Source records
• • • • • • •
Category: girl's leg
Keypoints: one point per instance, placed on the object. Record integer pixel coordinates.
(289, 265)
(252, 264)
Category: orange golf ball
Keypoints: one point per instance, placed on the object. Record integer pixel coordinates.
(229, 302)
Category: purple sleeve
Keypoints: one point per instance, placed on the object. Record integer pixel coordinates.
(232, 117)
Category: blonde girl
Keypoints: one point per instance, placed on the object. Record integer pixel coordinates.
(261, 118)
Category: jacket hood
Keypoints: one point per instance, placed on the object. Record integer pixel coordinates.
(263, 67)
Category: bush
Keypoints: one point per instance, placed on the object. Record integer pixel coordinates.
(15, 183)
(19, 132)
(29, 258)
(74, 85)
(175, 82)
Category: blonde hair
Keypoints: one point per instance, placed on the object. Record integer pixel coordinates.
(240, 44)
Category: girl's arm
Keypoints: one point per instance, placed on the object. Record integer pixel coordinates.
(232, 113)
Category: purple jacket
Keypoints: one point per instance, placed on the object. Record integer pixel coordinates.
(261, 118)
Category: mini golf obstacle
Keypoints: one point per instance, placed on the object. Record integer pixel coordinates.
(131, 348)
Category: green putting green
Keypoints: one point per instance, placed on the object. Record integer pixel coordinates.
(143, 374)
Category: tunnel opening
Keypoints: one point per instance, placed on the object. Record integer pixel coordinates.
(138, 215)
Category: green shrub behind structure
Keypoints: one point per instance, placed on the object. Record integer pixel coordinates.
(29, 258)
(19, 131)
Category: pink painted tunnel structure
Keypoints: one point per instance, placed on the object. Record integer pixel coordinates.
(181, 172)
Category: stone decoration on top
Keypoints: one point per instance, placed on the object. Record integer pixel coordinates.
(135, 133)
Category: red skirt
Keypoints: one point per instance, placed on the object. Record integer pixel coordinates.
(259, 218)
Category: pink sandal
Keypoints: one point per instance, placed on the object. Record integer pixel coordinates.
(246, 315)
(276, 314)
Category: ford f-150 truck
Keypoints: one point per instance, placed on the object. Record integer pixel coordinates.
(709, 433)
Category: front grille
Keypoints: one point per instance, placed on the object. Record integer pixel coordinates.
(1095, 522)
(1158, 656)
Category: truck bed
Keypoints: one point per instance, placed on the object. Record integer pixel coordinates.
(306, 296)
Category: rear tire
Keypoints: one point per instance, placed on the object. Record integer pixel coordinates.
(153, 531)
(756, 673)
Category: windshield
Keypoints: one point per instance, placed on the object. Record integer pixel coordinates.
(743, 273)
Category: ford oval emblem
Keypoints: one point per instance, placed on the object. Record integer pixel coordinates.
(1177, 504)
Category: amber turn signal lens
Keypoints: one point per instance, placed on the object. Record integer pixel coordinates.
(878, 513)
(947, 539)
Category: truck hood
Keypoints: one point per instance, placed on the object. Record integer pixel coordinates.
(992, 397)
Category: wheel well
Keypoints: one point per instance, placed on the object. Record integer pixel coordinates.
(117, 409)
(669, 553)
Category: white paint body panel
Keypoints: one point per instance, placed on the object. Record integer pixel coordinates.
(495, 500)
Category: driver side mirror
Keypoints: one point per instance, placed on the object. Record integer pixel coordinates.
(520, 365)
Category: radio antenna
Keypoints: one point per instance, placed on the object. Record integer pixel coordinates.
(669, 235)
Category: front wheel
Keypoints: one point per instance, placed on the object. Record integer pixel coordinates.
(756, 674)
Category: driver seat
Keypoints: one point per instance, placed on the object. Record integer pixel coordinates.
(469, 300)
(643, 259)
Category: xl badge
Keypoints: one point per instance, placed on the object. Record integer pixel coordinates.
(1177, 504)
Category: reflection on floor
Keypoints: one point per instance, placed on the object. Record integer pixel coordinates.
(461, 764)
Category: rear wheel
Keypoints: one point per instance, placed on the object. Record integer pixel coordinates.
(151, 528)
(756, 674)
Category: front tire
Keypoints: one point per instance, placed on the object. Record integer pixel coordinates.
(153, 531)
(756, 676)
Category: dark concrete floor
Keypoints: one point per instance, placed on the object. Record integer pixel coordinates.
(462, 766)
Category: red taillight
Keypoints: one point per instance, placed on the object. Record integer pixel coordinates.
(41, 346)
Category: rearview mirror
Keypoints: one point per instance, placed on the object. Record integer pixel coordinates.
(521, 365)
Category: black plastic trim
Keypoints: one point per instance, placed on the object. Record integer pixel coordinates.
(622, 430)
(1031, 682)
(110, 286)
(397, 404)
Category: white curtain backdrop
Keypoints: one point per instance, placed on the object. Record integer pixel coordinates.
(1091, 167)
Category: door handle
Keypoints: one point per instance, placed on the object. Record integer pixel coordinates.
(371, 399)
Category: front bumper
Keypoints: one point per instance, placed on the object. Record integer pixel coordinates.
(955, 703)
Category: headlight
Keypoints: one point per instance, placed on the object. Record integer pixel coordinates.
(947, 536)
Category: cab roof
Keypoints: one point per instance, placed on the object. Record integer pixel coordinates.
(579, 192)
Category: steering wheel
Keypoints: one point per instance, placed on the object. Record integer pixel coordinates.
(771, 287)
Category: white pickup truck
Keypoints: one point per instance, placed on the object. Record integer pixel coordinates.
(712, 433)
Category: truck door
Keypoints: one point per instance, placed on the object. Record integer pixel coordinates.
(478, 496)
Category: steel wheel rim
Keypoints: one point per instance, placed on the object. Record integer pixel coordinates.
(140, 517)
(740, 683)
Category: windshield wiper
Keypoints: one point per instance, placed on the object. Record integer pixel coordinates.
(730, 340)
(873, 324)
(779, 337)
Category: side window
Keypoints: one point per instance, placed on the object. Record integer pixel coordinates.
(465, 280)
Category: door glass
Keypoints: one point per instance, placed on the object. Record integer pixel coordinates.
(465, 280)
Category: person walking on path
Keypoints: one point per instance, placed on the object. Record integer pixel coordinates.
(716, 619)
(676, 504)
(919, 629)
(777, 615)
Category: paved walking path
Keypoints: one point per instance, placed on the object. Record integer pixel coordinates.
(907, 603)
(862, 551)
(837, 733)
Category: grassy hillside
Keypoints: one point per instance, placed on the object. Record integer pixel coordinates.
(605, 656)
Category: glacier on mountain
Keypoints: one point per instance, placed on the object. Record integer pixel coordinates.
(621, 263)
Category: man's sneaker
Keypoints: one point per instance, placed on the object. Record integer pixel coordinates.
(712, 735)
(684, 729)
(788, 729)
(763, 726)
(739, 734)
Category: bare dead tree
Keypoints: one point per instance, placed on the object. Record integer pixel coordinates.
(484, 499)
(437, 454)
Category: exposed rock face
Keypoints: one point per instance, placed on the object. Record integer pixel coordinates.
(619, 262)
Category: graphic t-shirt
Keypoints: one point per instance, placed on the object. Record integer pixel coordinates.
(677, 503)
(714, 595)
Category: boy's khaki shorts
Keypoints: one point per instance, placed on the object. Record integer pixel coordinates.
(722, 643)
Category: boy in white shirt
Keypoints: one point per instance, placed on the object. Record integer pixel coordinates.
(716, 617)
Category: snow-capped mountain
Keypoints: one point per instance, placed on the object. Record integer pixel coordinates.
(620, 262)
• • • • • • •
> **Given request**: Extract exactly the lines between the line containing "Category: grassy hillside" and the end of the data, including both.

> **Right answer**:
Category: grassy hillside
Keypoints: one point per instance, placed on the object. Record integer pixel coordinates.
(605, 656)
Category: glacier on mountain
Keypoints: one point per instance, placed on the object. Record integer pixel coordinates.
(621, 263)
Category: man's sneaker
Keypoints: one point per instance, placed on the object. Record integer pixel coordinates.
(712, 735)
(684, 729)
(788, 729)
(763, 726)
(739, 734)
Category: bare dead tree
Keypoints: one point per instance, placed on the object. Record integer pixel coordinates.
(484, 499)
(437, 454)
Category: exposed rock face
Keypoints: one point per instance, placed on the object. Record integer pixel coordinates.
(619, 262)
Category: graphic t-shirt
Keypoints: one point per instance, placed on the object. Record integer pixel coordinates.
(677, 503)
(714, 595)
Category: boy's khaki shorts
Keypoints: one point per instance, placed on the object. Record integer pixel coordinates.
(722, 643)
Category: boy in white shirt
Keypoints: one point per instance, placed on the object. Record integer pixel coordinates.
(716, 617)
Category: snow-capped mountain
Keypoints: one point per instance, placed on the object. Record integer pixel coordinates.
(620, 262)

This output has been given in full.